■ **ОТРЫВОК**
%%

Уроки русской любви
Шрифт:
Редкий ковыль покрывал здешнюю степь, при этом много росло полыни и прочих непищевых, бедных трав. Из колодца Вермо вытащил на проверку бадью – в ней оказалось небольшое количество мутной воды, а остальное было заполнено отложениями четвертичной эпохи – погребенной почвой.
Почуяв воду по звуку бадьи, бык проснулся в лотке и съел влагу вместе с отложениями, а ближние коровы лишь терпеливо облизали свои жаждущие рты.
– Здесь так плохо, – проговорила Босталоева с болезненным впечатлением. – Смотрите – земля, как засохшая рана…
Вермо с мгновенностью своего разума, действующего на все коренным образом, уже понял обстановку.
– Мы достанем наверх материнскую воду. Мы нальем здесь большое озеро из древней воды – она лежит глубоко отсюда в кристаллическом гробу!
Босталоева доверчиво поглядела на Вермо: ей нужно было поправить в теле это дальнее стадо и, кроме того, Трест предполагал увеличить стадо “Родительских Двориков” на две тысячи голов; но все пастбища, даже самые тощие, уже густо заселены коровами, а далее лежат умершие пространства пустыни, где трава вырастет только после воды. И те пастбища, которые уже освоены, также нуждаются в воде, – тогда бы корма утроились, скот не жаждал, и полумертвые ныне земли покрылись бы влажной жизнью растений. Если брикетирование навоза и пользование ветром для отопления даст триста тонн мяса и двадцать тысяч литров молока, то откуда получить еще семьсот тонн мяса для выполнения плана?
– Товарищ Босталоева, – сказал Вермо, – давайте покроем всю степь, всю Среднюю Азию озерами ювенильной воды! Мы освежим климат и на берегах новой воды разведем миллионы коров! Я сознаю все ясно!
– Давайте, Вермо, – ответила Босталоева. – Я любить буду вас.

%%

■ **ИСХОДНЫЕ ДАННЫЕ**

%%

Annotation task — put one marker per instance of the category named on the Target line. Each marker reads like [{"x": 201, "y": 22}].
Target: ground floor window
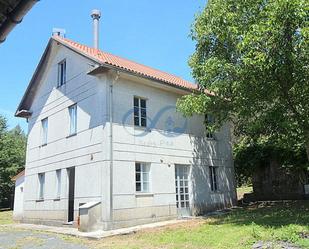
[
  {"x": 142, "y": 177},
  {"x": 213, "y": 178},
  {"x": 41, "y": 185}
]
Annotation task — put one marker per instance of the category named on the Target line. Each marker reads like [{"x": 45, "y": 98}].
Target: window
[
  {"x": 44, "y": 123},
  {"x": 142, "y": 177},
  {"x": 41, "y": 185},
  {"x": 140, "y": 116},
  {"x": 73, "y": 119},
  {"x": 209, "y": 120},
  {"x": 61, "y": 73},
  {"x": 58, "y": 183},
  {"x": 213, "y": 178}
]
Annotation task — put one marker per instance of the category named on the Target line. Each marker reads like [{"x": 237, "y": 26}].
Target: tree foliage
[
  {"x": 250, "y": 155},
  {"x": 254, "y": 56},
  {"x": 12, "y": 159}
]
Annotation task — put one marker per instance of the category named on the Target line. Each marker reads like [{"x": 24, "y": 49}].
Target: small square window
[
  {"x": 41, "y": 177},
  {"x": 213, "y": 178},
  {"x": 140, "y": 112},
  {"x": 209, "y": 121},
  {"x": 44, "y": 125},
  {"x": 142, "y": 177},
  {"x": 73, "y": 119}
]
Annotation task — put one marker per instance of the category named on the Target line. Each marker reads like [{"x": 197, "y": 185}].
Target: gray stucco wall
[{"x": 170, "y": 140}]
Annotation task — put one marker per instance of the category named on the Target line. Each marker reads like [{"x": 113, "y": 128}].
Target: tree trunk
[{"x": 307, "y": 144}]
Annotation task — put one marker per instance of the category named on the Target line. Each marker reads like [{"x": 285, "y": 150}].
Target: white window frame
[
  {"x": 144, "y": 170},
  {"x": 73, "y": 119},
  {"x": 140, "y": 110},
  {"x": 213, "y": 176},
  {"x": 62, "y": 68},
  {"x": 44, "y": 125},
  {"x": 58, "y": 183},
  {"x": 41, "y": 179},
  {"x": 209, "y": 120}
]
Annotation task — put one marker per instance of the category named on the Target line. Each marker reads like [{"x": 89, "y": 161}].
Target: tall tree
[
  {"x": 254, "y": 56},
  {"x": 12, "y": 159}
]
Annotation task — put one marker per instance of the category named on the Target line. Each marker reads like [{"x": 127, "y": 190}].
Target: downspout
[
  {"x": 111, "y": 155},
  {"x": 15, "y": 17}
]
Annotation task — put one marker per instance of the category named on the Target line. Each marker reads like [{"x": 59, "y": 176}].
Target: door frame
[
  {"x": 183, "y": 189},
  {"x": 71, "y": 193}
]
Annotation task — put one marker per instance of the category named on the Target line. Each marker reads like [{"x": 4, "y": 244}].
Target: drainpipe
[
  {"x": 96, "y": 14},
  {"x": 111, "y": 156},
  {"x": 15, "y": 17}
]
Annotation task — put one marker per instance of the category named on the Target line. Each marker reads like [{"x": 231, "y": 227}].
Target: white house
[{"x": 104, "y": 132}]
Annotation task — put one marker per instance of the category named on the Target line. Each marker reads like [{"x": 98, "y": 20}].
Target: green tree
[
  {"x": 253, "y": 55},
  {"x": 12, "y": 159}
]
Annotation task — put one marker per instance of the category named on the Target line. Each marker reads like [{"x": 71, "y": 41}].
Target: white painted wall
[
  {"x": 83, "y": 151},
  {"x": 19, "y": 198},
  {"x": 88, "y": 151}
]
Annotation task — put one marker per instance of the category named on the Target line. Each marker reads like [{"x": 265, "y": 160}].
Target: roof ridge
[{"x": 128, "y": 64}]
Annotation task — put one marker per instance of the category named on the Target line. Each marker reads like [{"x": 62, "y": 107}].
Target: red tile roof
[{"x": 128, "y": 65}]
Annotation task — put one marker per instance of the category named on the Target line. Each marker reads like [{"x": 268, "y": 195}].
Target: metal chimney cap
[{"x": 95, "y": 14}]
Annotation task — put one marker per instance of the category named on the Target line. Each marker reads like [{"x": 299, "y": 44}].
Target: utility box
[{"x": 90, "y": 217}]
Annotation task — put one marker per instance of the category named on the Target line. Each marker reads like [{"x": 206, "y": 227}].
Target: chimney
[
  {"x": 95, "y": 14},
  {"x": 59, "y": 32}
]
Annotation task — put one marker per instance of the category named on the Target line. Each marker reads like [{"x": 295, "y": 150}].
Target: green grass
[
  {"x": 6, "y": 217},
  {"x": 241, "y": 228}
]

%%
%%

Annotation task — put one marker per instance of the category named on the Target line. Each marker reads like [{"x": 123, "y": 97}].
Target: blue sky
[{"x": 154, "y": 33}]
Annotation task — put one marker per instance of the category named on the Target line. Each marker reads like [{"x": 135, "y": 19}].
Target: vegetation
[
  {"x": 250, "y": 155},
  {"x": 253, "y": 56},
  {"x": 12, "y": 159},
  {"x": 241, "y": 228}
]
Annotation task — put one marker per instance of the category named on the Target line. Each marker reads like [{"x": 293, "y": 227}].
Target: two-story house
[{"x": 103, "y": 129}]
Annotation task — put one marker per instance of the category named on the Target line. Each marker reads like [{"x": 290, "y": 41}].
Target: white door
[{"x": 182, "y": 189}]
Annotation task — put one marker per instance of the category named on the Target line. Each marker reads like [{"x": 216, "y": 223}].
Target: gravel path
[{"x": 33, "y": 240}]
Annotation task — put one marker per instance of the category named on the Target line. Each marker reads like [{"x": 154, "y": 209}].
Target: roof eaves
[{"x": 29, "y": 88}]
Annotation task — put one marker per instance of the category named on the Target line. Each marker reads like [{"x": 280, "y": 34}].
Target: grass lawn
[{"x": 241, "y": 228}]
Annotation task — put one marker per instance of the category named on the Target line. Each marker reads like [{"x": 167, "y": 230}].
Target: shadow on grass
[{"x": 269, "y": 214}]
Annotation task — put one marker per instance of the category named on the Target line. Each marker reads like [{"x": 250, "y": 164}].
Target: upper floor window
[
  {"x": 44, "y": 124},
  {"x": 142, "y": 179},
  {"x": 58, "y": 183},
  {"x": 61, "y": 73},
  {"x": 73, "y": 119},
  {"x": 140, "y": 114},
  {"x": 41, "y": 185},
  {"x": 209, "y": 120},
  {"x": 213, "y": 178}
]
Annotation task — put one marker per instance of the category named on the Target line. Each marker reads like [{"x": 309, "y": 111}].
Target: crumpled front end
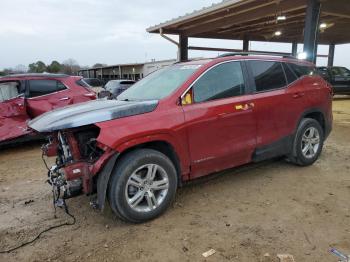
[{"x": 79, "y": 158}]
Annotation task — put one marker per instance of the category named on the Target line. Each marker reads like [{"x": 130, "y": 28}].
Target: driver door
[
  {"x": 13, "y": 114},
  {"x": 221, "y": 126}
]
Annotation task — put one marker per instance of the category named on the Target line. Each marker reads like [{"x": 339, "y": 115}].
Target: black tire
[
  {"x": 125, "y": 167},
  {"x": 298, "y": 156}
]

%%
%%

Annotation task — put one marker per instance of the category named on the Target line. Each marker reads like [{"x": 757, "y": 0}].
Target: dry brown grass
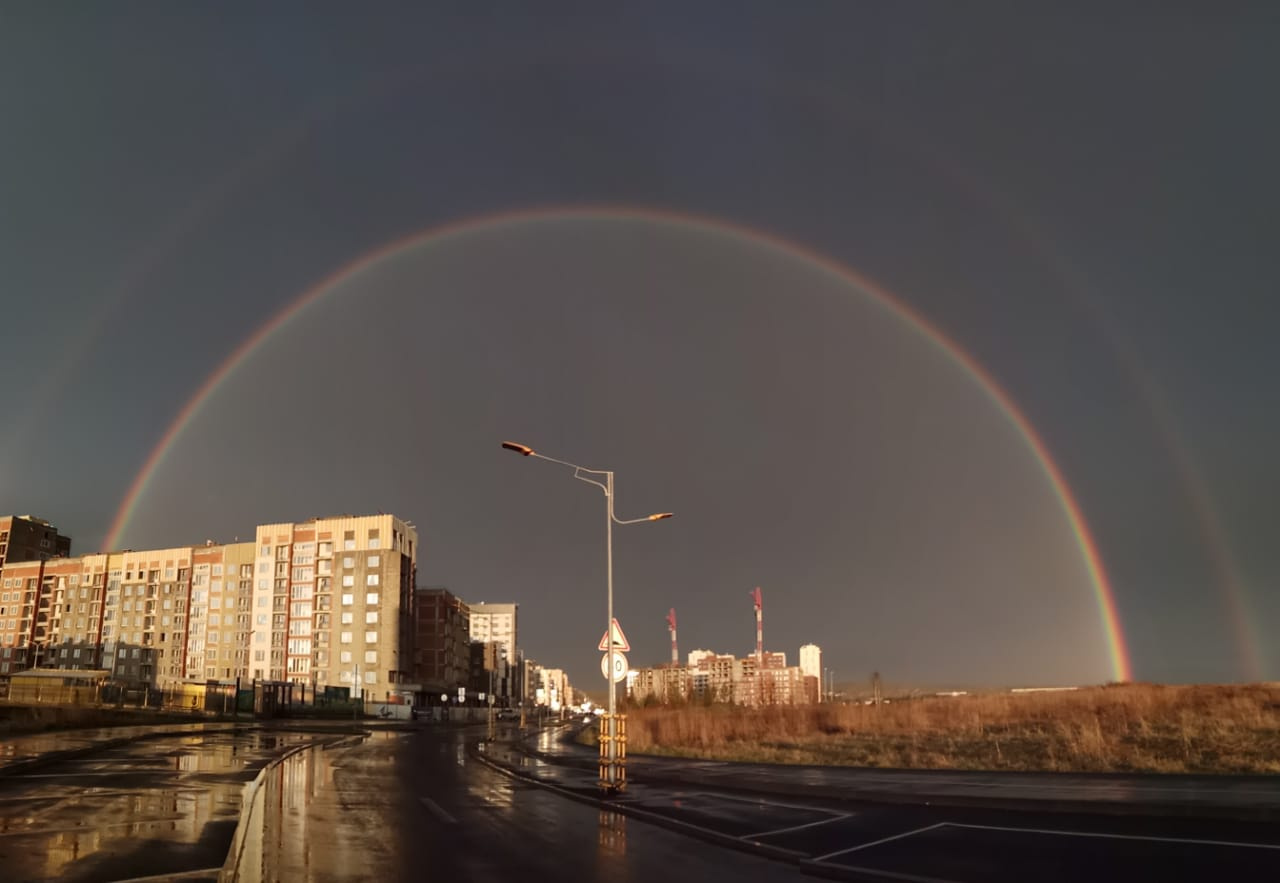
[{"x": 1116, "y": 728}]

%%

■ **ИНСТРУКЦИЯ К ЗАДАНИЮ**
На сколько голов, по словам отрывка, Трест предполагал увеличить стадо «Родительских Двориков»? Записи для выполнения задания не понадобятся.

■ **ОТВЕТ К ЗАДАЧЕ**
На две тысячи голов.